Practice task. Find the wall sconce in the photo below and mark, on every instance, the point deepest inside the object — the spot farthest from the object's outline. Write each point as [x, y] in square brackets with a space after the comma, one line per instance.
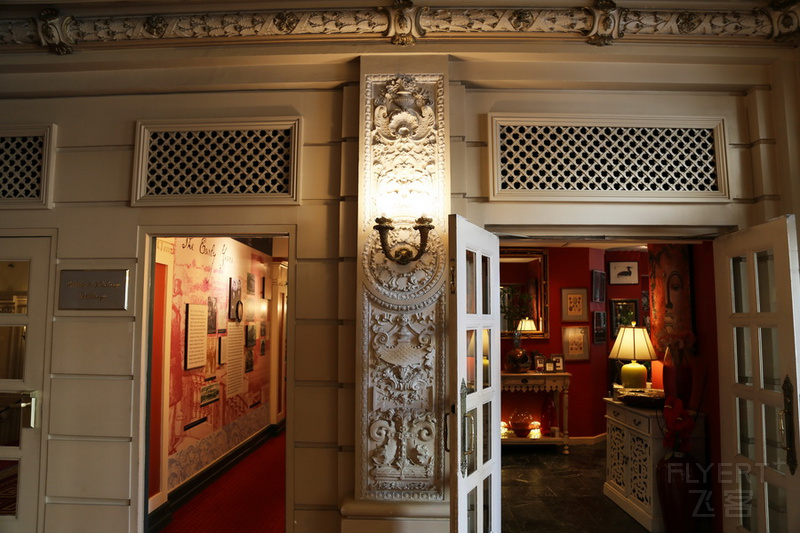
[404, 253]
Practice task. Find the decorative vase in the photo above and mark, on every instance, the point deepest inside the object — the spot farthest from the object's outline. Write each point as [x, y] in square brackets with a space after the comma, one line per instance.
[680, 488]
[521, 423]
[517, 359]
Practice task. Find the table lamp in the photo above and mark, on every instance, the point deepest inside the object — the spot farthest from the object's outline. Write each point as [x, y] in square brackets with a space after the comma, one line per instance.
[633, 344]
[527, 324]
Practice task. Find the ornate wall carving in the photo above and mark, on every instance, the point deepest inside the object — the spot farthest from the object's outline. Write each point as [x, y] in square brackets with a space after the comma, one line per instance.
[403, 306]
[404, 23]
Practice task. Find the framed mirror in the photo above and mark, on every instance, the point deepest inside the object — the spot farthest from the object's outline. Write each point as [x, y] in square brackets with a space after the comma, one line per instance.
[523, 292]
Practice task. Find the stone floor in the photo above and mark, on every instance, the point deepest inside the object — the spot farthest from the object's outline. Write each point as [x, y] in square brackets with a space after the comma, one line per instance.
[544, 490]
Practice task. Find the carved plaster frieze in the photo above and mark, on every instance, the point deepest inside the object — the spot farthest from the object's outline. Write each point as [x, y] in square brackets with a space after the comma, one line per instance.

------------------------------

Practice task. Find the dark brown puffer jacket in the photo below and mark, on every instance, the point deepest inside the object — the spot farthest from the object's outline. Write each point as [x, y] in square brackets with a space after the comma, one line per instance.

------------------------------

The reply should hold only the lines of the listing above starting at the line containing "Practice task. Find the stone" and ending at the line containing "Practice task. Find the carved", exactly as written.

> _RESPONSE AREA_
Practice task. Find the stone floor in the photo above and mark, on every instance, the point deepest inside the object — the spot farthest from the object's outline. Write each point as [x, y] in square brackets with a space after the comma, one line per instance.
[544, 490]
Practice task. Find the carved plaster frieze in the photo above and mark, on every instance, the point deepest inside the object — the spot farthest from the object's outline. Write each point as [x, y] in square brackets with a space after the comma, one line per instance.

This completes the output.